[begin EXCERPT TO READ]
Corporal Alphonse Hodges, Company F, 9th New York Cavalry of Buford’s division, peered out into the darkness along with the three other men in his picket, trying to pierce the shadows with his gaze. It was 5:20 A.M. on Wednesday, July 1, 1863 about a mile and a half west of a small town called Gettysburg.
As he continued his watchful lookout, the darkness began to lift, revealing to him the shadowy forms of enemy troops moving down the Chambersburg turnpike about a half mile away. Sending his men to alert the other pickets as well as the support in his rear, Corporal Hodges advanced nearer to investigate. Suddenly, the enemy opened fire causing him to jump for cover, taking off a few shots as he did. He then doubled back to join the rest of his regiment.
With these shots began one of the largest and bloodiest battles of the Civil War. Though somewhat weak in significance when compared to certain other battles in the Civil War such as Antietam, Chattanooga, and Vicksburg, the battle of Gettysburg is yet one of the most interesting and without a doubt the most famous battle of the Civil War. Why does this battle possess so much interest? What makes this battle one of those “unforgettable battles” which captivate so many?
For some, the study of military tactics captivates them as they study this battle. For others, this battle holds so much appeal because of its effect on the Confederate high command, crushing Richmond’s last hopes of any intervention from Europe. Others view this battle as the turning point of the Civil War and are fascinated by the innumerable “what ifs”.
Still others are attracted by the scale of this battle, undoubtedly the largest of the Civil War if not the most significant. Over three days, one hundred and sixty thousand Americans – one out of every eighteen free male Americans able to bear arms – battled within a small area (twenty-five square miles) resulting in fifty thousand casualties – killed, wounded, or missing: thirty percent of those that fought. In fact, nearly five percent of all casualties suffered throughout the entire Civil War were sustained at Gettysburg.
However, though all of these might seem valid reasons for the immense interest demonstrated in this battle, The true source of this fascination is quite simply the story of Gettysburg. For the Battle of Gettysburg, like any other event in history, is at heart a story, full of love and hate, laughter and tragedy, cowardice and heroism. And like any story, this story has many characters, some admirable, some not so much.
[end EXCERPT TO READ]
[begin DATASET EXTRACT]
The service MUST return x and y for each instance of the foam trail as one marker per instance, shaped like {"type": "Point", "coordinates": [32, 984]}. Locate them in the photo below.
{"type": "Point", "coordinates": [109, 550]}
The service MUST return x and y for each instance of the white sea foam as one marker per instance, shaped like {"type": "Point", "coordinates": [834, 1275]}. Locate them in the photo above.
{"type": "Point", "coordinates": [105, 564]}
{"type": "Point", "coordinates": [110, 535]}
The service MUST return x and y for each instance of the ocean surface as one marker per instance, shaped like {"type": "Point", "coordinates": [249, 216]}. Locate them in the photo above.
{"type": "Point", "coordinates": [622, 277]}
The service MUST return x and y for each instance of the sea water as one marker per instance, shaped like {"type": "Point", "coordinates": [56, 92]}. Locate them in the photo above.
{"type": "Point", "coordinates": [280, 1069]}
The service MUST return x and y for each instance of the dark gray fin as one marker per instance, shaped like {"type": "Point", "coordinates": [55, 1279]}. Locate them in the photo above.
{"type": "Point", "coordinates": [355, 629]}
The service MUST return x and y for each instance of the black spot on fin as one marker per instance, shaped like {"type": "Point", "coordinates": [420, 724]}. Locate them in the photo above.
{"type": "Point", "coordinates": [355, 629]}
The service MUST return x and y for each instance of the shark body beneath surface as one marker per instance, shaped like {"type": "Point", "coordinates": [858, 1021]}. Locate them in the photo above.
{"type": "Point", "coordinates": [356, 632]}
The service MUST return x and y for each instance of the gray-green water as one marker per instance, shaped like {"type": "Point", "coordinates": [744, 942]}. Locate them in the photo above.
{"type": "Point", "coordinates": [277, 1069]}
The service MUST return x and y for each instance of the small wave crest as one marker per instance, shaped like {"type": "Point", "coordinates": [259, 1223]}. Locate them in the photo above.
[end DATASET EXTRACT]
STATED GOAL 1:
Summarize the Gettysburg passage in two sentences.
STATED GOAL 2:
Output the section of the Gettysburg passage that begins at the words "Corporal Alphonse Hodges, Company" and stops after the words "of his regiment.".

FULL ANSWER 1:
Before dawn on July 1, 1863, Corporal Alphonse Hodges of the 9th New York Cavalry saw enemy troops moving down the Chambersburg turnpike west of Gettysburg and traded shots with them, beginning one of the largest and bloodiest battles of the Civil War. People are drawn to the battle for its tactics, its effect on the Confederate high command, its "what ifs," and its scale of fifty thousand casualties, but the text holds that the true source of the fascination is the story of Gettysburg.

FULL ANSWER 2:
Corporal Alphonse Hodges, Company F, 9th New York Cavalry of Buford’s division, peered out into the darkness along with the three other men in his picket, trying to pierce the shadows with his gaze. It was 5:20 A.M. on Wednesday, July 1, 1863 about a mile and a half west of a small town called Gettysburg.
As he continued his watchful lookout, the darkness began to lift, revealing to him the shadowy forms of enemy troops moving down the Chambersburg turnpike about a half mile away. Sending his men to alert the other pickets as well as the support in his rear, Corporal Hodges advanced nearer to investigate. Suddenly, the enemy opened fire causing him to jump for cover, taking off a few shots as he did. He then doubled back to join the rest of his regiment.